#### Text excerpt:
=-=-=-=-=
For example, consider Claire and Daniel, who both receive Social Security benefits. Claire received $10,000 in Social Security benefits, while Daniel received $13,000. Their investments produce an income of $11,000, and Daniel has a pension that paid him $15,000.
- Claire’s Social Security: $10,000
- Daniel’s Social Security: $13,000
- Investments: $11,000
- Pension: $15,000
To determine whether any of their benefits are taxable, take half of their total Social Security income:
($10,000 + $13,000) / 2 = $11,500
and add it to their other income:
$11,500 + $11,000 + $15,000 = $37,500
Recall that their base rate as a married couple filing jointly is $32,000. Since the total, $37,500, is above that amount, some of their benefits are taxable.
3. Social Security Tax Limits
You can never be taxed on more than 85% of your Social Security benefits. To calculate exactly how much tax you can expect to pay, fill out Worksheet 1 in IRS Publication 915.
- Individuals: If your total combined income (as figured from Worksheet 1) is between $25,000 and $34,000, you generally pay income tax on about 50% of your Social Security benefits. If your total combined income is greater than $34,000, you may have to pay tax on up to 85% of your Social Security benefits.
- Married Couples Filing Jointly: If your total combined income (as figured from Worksheet 1) is between $32,000 and $44,000, you generally pay income tax on about 50% of your Social Security benefits. If your total combined income is above $44,000, you may have to pay tax on up to 85% of your Social Security benefits.
- Married Couples Filing Separately (Who Also Lived Together): You likely must pay tax on your Social Security benefits no matter what.
Disability payments can cause confusion during tax time. If you are receiving disability through the Federal Government, you must use the same rules as those for Social Security to determine whether they are taxable. However, if you participated in a disability insurance plan through your employer, you may be taxed on the proceeds.
Premiums vs. Payouts
The important distinction here is that the Federal Government taxes either the premiums you paid to the insurer, or the payouts you receive if you claim disability. You are not taxed on both.
Some employers provide disability insurance as a benefit to their employees at no cost. If you receive such an employee benefit and do not pay tax on the benefit received, you’re required to pay taxes on disability payments received. However, if you purchase additional disability coverage that you pay for with after-tax funds, any benefits you receive are not taxable.
Assistance That Is Never Taxed
There are many kinds of government benefits that are never taxed. You should not include amounts for assistance in these categories in your income for tax purposes.
=-=-=-=-=
#### Material provided:
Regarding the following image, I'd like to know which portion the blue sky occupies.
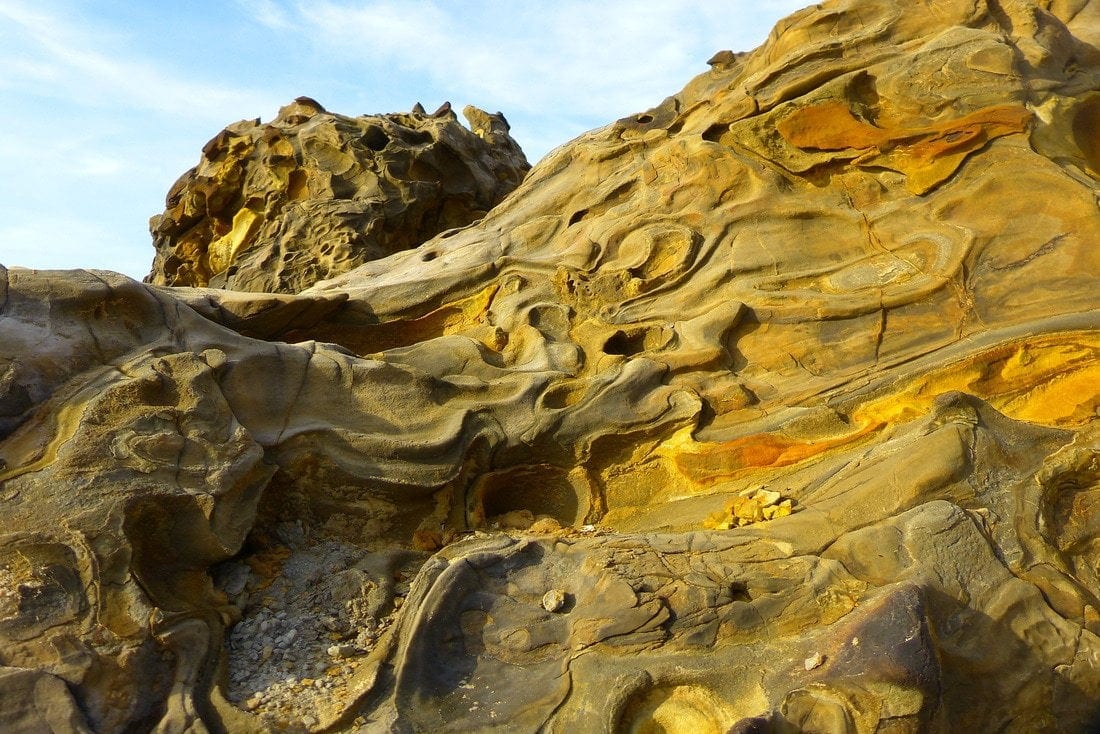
=-=-=-=-=
#### Parts of the exercise:
• 1. In the Social Security tax text, what is the largest share of Social Security benefits that can ever be taxed?
• 2. From the Social Security tax text, output the passage that begins at the words "- Claire’s Social" and stops after the words "benefits are taxable.", copied word for word.

#### Exercise results:
• 1. No more than 85% of Social Security benefits can be taxed.

• 2.
- Claire’s Social Security: $10,000
- Daniel’s Social Security: $13,000
- Investments: $11,000
- Pension: $15,000
To determine whether any of their benefits are taxable, take half of their total Social Security income:
($10,000 + $13,000) / 2 = $11,500
and add it to their other income:
$11,500 + $11,000 + $15,000 = $37,500
Recall that their base rate as a married couple filing jointly is $32,000. Since the total, $37,500, is above that amount, some of their benefits are taxable.